**Énoncé:**
Dans le texte ci-dessous sur la méditation en prison, reformulez sous forme de liste le paragraphe commençant par « La méditation fournit », sans perdre ses informations essentielles.

Ulrika Liljegren, ancienne directrice du centre carcéral de Högsbo, déclare que les détenus semblent réagir bien mieux aux autres programmes de traitement si ils sont combinés avec du yoga ou de la méditation, par exemple.
Selon Mme Liljegren, de nombreux internes souffrent très vraisemblablement de troubles neuropsychiatriques, tels que l’hyperactivité déficitaire de l’attention, ou se trouvent abîmés par un recours prolongé aux drogues. Ils ont souvent des difficultés à se concentrer [sur une chose].
« Il y avait un gars comme ça [dans le projet Voie de la liberté] », dit-elle. « Le voir tranquillement assis pendant une demi-heure était une expérience complètement nouvelle. Il était toujours très actif, toujours à bondir au travers du quartier, mais il avait trouvé quelque chose dans cette pratique méditative qui lui permettait de rester assis sans bouger. »
La méditation fournit de nouveaux outils aux participants, en leur permettant peut-être de s’arrêter pour réfléchir avant d’agir. Ils découvrent des moyens d’ajuster leur comportement d’une manière qui les aide à ne pas s’attirer constamment des ennuis.

**Données fournies:**
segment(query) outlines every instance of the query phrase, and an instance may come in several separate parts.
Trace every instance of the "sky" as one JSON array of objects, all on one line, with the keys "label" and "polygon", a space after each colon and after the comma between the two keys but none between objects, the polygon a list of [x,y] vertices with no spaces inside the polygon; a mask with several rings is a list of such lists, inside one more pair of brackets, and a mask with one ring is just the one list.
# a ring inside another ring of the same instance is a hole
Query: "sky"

**Corrigé:**
- La méditation donne de nouveaux outils aux participants.
- Elle leur permet peut-être de s'arrêter pour réfléchir avant d'agir.
- Ils apprennent à ajuster leur comportement de façon à éviter de s'attirer constamment des ennuis.